Exercise description: Put each nonblank line of the data below into a JSON list of strings, one string per line, in order.
** Start of Extracted information **
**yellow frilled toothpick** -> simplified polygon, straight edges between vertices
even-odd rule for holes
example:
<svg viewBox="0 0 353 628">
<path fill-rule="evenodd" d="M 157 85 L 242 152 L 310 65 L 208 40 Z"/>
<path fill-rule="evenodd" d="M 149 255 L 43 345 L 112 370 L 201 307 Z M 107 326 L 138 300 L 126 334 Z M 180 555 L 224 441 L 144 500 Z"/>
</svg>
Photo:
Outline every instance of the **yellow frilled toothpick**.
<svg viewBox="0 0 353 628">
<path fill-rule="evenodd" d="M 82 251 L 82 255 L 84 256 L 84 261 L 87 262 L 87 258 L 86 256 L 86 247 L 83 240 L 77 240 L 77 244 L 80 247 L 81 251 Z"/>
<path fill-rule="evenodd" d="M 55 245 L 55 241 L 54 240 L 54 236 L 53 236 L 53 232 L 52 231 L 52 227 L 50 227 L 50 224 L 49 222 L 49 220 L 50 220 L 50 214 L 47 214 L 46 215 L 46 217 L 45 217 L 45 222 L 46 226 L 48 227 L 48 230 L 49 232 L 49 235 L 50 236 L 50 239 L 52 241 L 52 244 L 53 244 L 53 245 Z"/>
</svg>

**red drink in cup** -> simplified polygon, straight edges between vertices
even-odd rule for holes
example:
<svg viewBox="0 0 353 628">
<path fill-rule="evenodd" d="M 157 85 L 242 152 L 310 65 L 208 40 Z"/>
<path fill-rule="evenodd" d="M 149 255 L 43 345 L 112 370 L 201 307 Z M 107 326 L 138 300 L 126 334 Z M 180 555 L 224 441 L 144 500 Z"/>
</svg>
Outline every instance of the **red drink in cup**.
** End of Extracted information **
Reply:
[
  "**yellow frilled toothpick** -> simplified polygon, straight edges between vertices",
  "even-odd rule for holes",
  "example:",
  "<svg viewBox=\"0 0 353 628\">",
  "<path fill-rule=\"evenodd\" d=\"M 157 85 L 242 152 L 310 65 L 208 40 Z\"/>",
  "<path fill-rule=\"evenodd\" d=\"M 149 255 L 43 345 L 112 370 L 201 307 Z M 107 326 L 138 300 L 126 334 Z M 180 555 L 224 441 L 144 500 Z\"/>",
  "</svg>",
  "Photo:",
  "Outline every instance of the **yellow frilled toothpick**.",
  "<svg viewBox=\"0 0 353 628\">",
  "<path fill-rule=\"evenodd\" d=\"M 82 251 L 82 255 L 84 256 L 84 261 L 87 262 L 87 258 L 86 256 L 86 247 L 83 240 L 77 240 L 77 244 L 80 247 L 81 251 Z\"/>",
  "<path fill-rule=\"evenodd\" d=\"M 55 245 L 55 241 L 54 240 L 54 236 L 53 236 L 53 232 L 52 231 L 52 227 L 50 227 L 50 224 L 49 222 L 49 220 L 50 220 L 50 214 L 47 214 L 46 215 L 46 217 L 45 217 L 45 222 L 46 226 L 48 227 L 48 230 L 49 232 L 49 235 L 50 236 L 50 239 L 52 241 L 52 244 L 53 244 L 53 245 Z\"/>",
  "</svg>",
  "**red drink in cup** -> simplified polygon, straight edges between vertices",
  "even-odd rule for holes",
  "example:",
  "<svg viewBox=\"0 0 353 628\">",
  "<path fill-rule=\"evenodd\" d=\"M 157 85 L 242 152 L 310 65 L 208 40 Z\"/>",
  "<path fill-rule=\"evenodd\" d=\"M 149 255 L 43 345 L 112 370 L 201 307 Z M 107 326 L 138 300 L 126 334 Z M 180 555 L 224 441 L 144 500 Z\"/>",
  "</svg>",
  "Outline every instance of the **red drink in cup**."
]